> **How to complete this task**: Starting at the line that contains "Provide the location of each instance of the flat-topped" in the listing below, write out every line word for word until you have written the line that contains "Provide the location of each instance of the grassy".

> **Records shown**:
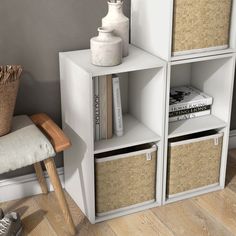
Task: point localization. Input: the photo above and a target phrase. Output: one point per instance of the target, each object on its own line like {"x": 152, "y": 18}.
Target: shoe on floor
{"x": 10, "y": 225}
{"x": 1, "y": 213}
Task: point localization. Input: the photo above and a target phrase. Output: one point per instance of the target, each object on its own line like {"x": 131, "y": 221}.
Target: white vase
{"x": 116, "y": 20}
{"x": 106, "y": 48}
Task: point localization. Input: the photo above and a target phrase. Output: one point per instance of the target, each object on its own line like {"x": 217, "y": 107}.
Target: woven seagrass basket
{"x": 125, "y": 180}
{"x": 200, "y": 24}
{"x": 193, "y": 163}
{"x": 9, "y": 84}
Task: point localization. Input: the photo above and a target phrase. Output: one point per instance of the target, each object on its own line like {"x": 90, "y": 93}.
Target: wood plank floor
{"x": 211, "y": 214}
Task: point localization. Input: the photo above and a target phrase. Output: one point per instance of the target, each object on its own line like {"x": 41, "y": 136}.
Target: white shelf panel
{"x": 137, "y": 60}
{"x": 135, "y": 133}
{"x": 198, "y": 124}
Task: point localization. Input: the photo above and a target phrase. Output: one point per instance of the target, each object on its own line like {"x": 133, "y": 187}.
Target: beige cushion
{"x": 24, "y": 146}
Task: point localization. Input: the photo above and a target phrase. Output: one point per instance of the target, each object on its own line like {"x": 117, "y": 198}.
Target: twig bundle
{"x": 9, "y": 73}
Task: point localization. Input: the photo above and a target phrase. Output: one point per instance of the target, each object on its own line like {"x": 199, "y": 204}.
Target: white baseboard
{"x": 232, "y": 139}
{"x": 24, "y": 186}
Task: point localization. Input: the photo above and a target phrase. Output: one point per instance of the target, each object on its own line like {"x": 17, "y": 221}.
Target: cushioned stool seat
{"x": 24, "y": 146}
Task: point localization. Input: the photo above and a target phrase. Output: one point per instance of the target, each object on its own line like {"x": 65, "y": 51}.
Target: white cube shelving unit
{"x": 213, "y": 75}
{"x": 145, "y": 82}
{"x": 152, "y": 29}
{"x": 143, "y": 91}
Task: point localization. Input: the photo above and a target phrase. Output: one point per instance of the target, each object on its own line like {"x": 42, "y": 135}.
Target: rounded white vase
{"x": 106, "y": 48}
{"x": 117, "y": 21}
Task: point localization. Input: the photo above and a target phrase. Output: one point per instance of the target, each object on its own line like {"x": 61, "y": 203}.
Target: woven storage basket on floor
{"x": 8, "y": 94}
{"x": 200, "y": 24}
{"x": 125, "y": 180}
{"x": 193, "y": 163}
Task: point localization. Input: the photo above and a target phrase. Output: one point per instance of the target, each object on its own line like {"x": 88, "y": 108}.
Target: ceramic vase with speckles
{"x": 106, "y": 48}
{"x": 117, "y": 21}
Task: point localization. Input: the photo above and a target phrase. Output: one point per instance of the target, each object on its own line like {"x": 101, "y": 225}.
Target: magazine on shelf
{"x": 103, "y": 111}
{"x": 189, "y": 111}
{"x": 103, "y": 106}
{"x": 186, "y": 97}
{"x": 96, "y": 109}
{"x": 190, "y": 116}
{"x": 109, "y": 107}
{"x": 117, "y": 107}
---
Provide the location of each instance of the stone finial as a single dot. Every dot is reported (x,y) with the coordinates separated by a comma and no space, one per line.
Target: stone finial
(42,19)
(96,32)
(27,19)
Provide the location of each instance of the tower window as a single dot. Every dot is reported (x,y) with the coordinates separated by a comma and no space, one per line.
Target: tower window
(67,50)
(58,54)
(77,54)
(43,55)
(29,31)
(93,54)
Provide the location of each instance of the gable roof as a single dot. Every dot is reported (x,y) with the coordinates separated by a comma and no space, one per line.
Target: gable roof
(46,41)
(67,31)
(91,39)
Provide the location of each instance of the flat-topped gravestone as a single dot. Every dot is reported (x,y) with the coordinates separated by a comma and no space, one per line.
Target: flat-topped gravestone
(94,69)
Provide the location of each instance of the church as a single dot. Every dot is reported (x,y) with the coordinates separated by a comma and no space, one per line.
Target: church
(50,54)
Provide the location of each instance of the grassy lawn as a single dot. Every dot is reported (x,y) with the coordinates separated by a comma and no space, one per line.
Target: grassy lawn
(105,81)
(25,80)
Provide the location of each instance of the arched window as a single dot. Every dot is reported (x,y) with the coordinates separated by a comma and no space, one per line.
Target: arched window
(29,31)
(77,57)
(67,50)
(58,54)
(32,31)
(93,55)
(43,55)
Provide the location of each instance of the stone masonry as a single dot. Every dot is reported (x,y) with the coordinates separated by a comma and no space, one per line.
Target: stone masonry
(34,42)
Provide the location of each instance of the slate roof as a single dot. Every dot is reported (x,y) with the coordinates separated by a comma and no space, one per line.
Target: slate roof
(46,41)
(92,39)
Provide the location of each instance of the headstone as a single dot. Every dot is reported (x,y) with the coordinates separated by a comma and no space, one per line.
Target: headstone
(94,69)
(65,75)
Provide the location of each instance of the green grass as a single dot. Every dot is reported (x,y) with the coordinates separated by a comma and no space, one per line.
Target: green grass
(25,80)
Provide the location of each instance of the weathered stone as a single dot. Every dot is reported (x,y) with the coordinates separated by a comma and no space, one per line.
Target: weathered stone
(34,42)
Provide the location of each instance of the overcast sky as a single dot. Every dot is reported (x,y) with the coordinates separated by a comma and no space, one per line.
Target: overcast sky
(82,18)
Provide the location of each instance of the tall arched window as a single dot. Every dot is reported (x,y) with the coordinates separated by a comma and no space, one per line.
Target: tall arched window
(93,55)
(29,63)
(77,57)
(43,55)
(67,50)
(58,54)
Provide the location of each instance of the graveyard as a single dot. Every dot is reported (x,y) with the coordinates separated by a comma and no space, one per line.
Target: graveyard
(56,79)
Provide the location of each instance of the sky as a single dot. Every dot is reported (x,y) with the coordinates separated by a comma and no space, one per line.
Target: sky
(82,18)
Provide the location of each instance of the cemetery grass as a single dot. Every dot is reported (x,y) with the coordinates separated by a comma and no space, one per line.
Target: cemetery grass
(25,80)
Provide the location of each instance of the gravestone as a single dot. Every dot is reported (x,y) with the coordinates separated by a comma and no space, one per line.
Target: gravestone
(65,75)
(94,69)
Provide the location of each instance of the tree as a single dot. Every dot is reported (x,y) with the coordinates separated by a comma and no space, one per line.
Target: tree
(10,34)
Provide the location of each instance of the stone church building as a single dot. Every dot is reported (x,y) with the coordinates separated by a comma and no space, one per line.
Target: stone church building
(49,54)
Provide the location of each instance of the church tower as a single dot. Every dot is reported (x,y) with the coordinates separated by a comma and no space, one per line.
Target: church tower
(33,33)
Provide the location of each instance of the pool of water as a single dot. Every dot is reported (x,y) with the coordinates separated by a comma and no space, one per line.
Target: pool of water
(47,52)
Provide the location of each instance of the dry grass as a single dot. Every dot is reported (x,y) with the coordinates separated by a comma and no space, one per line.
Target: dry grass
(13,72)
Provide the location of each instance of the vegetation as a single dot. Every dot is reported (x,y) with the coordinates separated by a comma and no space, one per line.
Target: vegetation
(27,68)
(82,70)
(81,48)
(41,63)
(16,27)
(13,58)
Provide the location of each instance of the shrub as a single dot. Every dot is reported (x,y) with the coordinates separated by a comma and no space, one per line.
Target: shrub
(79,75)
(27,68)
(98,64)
...
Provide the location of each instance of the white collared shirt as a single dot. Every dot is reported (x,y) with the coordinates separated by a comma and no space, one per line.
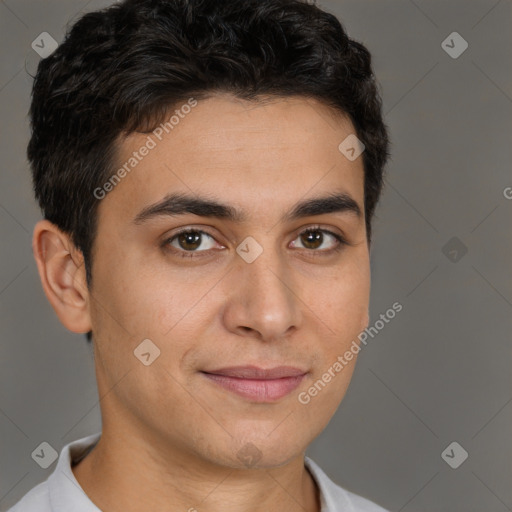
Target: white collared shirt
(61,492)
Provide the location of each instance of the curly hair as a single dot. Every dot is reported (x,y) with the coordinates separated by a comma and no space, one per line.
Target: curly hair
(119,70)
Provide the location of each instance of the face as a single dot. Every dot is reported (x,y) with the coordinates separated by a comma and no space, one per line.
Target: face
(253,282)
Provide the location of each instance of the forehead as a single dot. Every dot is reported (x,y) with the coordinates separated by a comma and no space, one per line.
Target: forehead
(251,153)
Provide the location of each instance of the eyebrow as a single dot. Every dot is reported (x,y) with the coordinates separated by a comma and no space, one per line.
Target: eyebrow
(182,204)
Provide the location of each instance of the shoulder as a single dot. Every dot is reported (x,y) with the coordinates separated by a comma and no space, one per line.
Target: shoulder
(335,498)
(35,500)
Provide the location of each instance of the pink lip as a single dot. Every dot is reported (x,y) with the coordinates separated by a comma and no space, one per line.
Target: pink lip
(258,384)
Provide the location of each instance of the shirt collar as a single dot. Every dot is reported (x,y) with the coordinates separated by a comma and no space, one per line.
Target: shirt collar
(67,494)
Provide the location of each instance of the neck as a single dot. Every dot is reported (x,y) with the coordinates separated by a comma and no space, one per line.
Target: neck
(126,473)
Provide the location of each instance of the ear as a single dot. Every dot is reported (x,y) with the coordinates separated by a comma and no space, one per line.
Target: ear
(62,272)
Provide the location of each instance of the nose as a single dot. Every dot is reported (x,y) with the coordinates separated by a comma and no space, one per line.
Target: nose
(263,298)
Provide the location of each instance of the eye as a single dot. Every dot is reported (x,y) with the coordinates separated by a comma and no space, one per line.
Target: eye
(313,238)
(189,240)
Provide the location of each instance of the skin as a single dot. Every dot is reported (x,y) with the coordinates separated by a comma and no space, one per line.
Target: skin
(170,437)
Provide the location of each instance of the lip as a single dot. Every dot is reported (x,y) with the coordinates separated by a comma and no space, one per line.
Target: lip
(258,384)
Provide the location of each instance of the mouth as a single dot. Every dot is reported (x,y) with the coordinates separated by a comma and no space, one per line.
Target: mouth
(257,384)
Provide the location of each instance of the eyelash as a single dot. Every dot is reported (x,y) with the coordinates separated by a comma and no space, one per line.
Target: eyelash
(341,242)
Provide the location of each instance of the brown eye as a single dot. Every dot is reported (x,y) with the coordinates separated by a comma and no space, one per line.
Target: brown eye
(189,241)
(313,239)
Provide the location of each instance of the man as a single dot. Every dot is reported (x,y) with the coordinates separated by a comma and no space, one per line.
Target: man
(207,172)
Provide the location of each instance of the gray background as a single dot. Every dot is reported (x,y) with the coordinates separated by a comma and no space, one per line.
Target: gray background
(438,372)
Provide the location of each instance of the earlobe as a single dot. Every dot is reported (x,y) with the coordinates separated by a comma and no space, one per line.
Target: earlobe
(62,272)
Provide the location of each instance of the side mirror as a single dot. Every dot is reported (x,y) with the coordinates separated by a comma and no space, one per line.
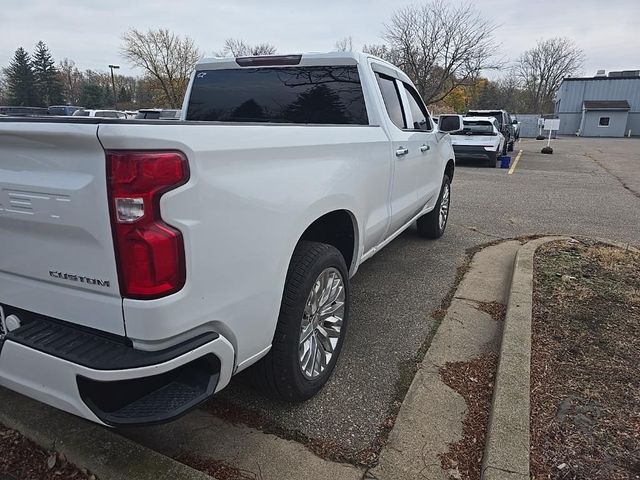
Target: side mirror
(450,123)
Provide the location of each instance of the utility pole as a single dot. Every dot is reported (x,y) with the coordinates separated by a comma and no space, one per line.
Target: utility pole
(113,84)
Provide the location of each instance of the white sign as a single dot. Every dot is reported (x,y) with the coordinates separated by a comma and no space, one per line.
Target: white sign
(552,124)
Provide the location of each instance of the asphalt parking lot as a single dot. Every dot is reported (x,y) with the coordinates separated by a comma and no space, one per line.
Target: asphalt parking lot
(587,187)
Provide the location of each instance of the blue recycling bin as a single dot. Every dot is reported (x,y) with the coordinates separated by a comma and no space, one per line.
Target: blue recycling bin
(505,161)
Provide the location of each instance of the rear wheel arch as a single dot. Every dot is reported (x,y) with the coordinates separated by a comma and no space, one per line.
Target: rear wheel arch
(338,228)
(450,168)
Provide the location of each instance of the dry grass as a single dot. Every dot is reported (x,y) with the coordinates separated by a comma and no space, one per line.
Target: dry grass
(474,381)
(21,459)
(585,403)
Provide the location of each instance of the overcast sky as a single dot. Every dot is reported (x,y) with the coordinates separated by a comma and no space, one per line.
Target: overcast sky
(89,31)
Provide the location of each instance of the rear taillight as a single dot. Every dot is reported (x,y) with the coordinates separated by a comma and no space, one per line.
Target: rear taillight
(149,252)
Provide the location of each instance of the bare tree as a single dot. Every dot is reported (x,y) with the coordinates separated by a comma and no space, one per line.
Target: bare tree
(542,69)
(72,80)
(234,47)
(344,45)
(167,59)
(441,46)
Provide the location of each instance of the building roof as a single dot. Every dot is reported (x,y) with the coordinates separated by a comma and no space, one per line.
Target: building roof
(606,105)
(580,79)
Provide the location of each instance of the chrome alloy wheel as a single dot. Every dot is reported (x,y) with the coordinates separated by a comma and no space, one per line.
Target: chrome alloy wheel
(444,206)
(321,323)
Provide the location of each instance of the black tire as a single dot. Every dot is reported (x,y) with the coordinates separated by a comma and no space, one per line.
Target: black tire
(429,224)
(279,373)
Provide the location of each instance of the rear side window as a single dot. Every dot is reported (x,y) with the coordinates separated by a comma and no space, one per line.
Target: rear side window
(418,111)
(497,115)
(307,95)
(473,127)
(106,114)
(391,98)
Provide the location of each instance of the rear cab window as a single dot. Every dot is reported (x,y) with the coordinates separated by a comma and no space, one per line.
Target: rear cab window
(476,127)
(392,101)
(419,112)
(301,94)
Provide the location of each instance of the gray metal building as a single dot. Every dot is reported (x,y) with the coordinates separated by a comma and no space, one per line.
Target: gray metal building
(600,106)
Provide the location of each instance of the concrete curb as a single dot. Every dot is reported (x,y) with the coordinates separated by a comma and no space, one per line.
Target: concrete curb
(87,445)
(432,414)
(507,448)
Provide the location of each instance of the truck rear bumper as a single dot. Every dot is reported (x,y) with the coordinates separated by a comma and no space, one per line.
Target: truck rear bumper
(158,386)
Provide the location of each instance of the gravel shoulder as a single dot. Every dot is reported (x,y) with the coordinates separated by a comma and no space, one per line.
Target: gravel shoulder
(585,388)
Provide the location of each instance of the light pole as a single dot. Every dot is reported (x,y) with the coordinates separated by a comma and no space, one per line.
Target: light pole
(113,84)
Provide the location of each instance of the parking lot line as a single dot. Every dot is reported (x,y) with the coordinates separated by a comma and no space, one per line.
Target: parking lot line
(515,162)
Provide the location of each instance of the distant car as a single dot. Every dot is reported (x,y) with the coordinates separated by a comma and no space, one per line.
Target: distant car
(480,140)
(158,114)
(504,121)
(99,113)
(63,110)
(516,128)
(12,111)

> **Solution for this exercise**:
Provide the location of each instance of the flat-topped gravestone as a single dot. Every dot is reported (x,y) with the coordinates separated by a comma and no space, one per line.
Target: flat-topped gravestone
(94,69)
Provide the location of each instance of the church as a single dot. Every dot is reported (x,y) with the coordinates separated by a comma and no space, one per line.
Target: church
(50,54)
Provide the location of each instance of the grassy lawn as a single dot. Every dot is reported (x,y) with the coordinates separated by a comma and no space, one per line.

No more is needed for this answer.